Supplied passage =>
— start —

Theater for the New City proudly presents the world premiere of Birds on Fire, a historical musical drama written and directed by Barbara Kahn. Music by Allison TartaliA. Puppet design by Candice Burridge. Musical direction and choreography by Robert Gonzales, Jr. Birds on Fire portrays what might have been the lives of four unidentified victims of the 1911 Triangle Shirtwaist Factory fire in Greenwich Village. The production is part of the commemoration of the 100 year anniversary of the disaster. Featuring Zoe Anastassiou, Robert Gonzales, Jr., Gusta Johnson, Tommy Kearney, Benjamin Pike, Anna Podolak, Sarah Shankman, Allison Tartalia, Noelle Tate, Brian F Waite and Amanda Yachechak. Set and lighting design by Mark Marcante, costume design by Alice J Garland, sound design by Joy Linscheid. March 17 - April 10, 2011. Thurs - Sat at 8 P.M., Sun at 3 P.M. Tickets: $12. 212-254-1109. 155 1st Ave@ 10th St. Subway: L to 1st Ave, 6 to Astor Place. www.theaterforthenewcity.net Wheelchair accessible.

— end —

What needs to be done => Reproduce the announcement for Birds on Fire in full, word for word. The data that comes next has no connection to the announcement above.

Recorded information =>
— start —

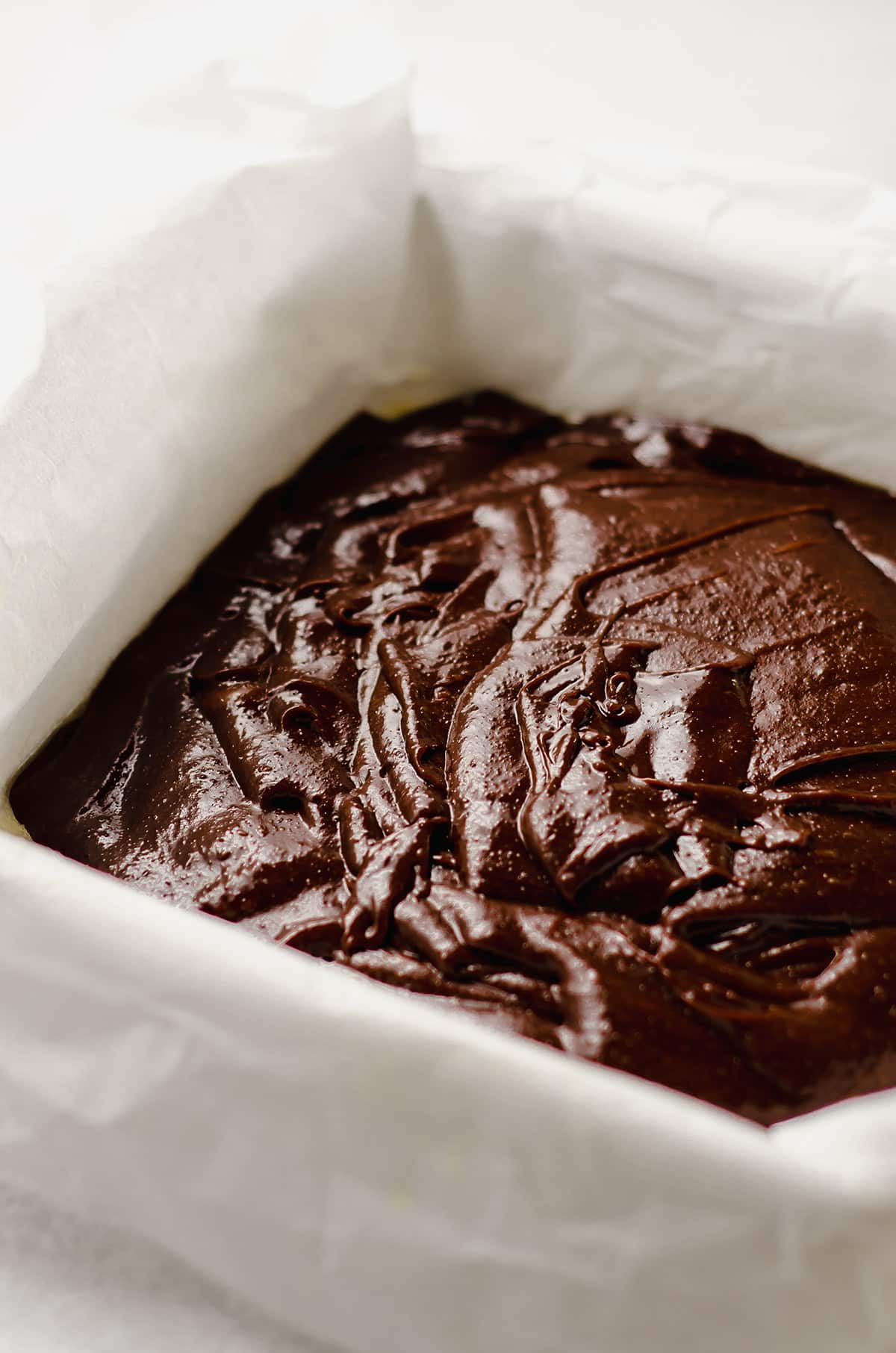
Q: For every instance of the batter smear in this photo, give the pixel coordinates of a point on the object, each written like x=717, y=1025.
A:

— end —

Exercise solution =>
Theater for the New City proudly presents the world premiere of Birds on Fire, a historical musical drama written and directed by Barbara Kahn. Music by Allison TartaliA. Puppet design by Candice Burridge. Musical direction and choreography by Robert Gonzales, Jr. Birds on Fire portrays what might have been the lives of four unidentified victims of the 1911 Triangle Shirtwaist Factory fire in Greenwich Village. The production is part of the commemoration of the 100 year anniversary of the disaster. Featuring Zoe Anastassiou, Robert Gonzales, Jr., Gusta Johnson, Tommy Kearney, Benjamin Pike, Anna Podolak, Sarah Shankman, Allison Tartalia, Noelle Tate, Brian F Waite and Amanda Yachechak. Set and lighting design by Mark Marcante, costume design by Alice J Garland, sound design by Joy Linscheid. March 17 - April 10, 2011. Thurs - Sat at 8 P.M., Sun at 3 P.M. Tickets: $12. 212-254-1109. 155 1st Ave@ 10th St. Subway: L to 1st Ave, 6 to Astor Place. www.theaterforthenewcity.net Wheelchair accessible.